Stored data:
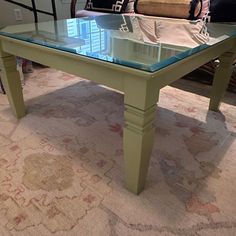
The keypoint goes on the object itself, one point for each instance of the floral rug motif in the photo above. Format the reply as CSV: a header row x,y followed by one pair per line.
x,y
62,169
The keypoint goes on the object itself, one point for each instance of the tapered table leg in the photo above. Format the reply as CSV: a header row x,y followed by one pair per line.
x,y
221,79
140,108
11,81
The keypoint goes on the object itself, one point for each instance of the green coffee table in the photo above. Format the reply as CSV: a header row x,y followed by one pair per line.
x,y
135,55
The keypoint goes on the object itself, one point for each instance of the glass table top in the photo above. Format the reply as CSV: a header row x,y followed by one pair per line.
x,y
144,43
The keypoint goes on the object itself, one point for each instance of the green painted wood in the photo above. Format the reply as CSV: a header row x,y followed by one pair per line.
x,y
141,91
12,84
221,79
140,109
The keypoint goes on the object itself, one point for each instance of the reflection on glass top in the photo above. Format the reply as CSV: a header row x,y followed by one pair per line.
x,y
144,43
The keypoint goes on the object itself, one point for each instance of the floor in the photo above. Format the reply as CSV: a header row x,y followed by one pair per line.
x,y
61,166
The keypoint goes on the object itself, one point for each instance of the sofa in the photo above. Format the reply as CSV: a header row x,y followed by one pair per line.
x,y
208,68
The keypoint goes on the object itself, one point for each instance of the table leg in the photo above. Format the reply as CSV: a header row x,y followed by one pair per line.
x,y
11,81
221,79
140,108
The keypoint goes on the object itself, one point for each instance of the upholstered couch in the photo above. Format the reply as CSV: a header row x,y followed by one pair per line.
x,y
208,68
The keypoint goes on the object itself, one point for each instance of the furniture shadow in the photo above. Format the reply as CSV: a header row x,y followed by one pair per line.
x,y
190,83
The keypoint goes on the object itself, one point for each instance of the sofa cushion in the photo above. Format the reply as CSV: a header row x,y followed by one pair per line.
x,y
186,9
109,6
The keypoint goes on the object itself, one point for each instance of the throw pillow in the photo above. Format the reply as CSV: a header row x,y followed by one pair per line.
x,y
130,7
111,6
186,9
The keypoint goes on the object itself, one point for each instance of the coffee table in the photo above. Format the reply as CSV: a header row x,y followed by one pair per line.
x,y
132,54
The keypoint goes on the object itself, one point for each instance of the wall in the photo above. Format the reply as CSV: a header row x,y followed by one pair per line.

Instructions for the task:
The records above must be transcribed exactly. Pictures are left out of the copy.

Result:
The keypoint goes on the object itself, one point for each instance of the floral rug motif in the photo above. Format the reply as CSV: a header row x,y followed by one pair per line.
x,y
62,169
The keypoint goes on the object itself, one point for each instance of the tapered table leg in the photo above. Format the reply as CSV: a header row x,y followed by one pair per line.
x,y
221,79
140,108
11,81
The keypoint goes on the object itself, one point for each instance of the green coffee table in the photo above. Format the reply as CSV: a header row x,y followed by one pair per line.
x,y
135,55
The keypoint goes on the object itself, one point for each instance of the glass table top in the photo above. Format the reply as CSV: a header row x,y followed by one pair per line.
x,y
144,43
The keypoint goes on the object itself, one point for each instance of the green painted wood in the photo above. Format the reply as CSV: a header row x,y followed by one pair per line.
x,y
141,91
12,84
221,79
140,109
The keypoint goes on the object itself, one point for each instance of the reflection on glass top in the photo above. Format the reply as CSV: a header row x,y followed by one pair per line.
x,y
144,43
The keypoint goes on the object itself, one point for each instance of the floor in the photo above. Format the reply as CSV: a header row x,y followed by one pair per line.
x,y
61,166
The keypoint goes on the object itself, one point for each instance of the sofa in the photo above. Format the reply as CSV: a header row x,y followed by one pair per line.
x,y
208,68
The keypoint goes on the object itself, one point for each instance of the table leg in the photo above. Format the reply as CSV: a header row x,y followed by one pair per line.
x,y
11,81
221,79
140,108
The keypoint goes on the object itself, one point for each instance of the upholstered couch in the photo above. Format the reply as CSV: a header row x,y followed by one pair per line.
x,y
208,68
The keypoint goes on the object itself, one point for each instance of the furniture shadow in the photo above. Format the reply as CSV: a header row x,y followed by one pair per line.
x,y
190,83
The keypoint goes on the object itself, one point for each instance of the sofa cushion in the photo above. Format the reply as CSV: a header row x,y followed by one pair per line.
x,y
186,9
109,6
The keypoint goes on the object itself, one point for each instance of the throw pillow in the photo above. Format the reply as CSV: a header row x,y followed by one pair per line.
x,y
130,7
111,6
186,9
The keypoint goes on the object itself, one point for each instance of the coffee table in the photo above. Format the reply as CSV: a header row x,y followed by one pair per line.
x,y
132,54
The keypoint goes on the object itself, one point for each instance of the wall in the photo above. Format the reply as CSV: a header row x,y followed by one pair per line.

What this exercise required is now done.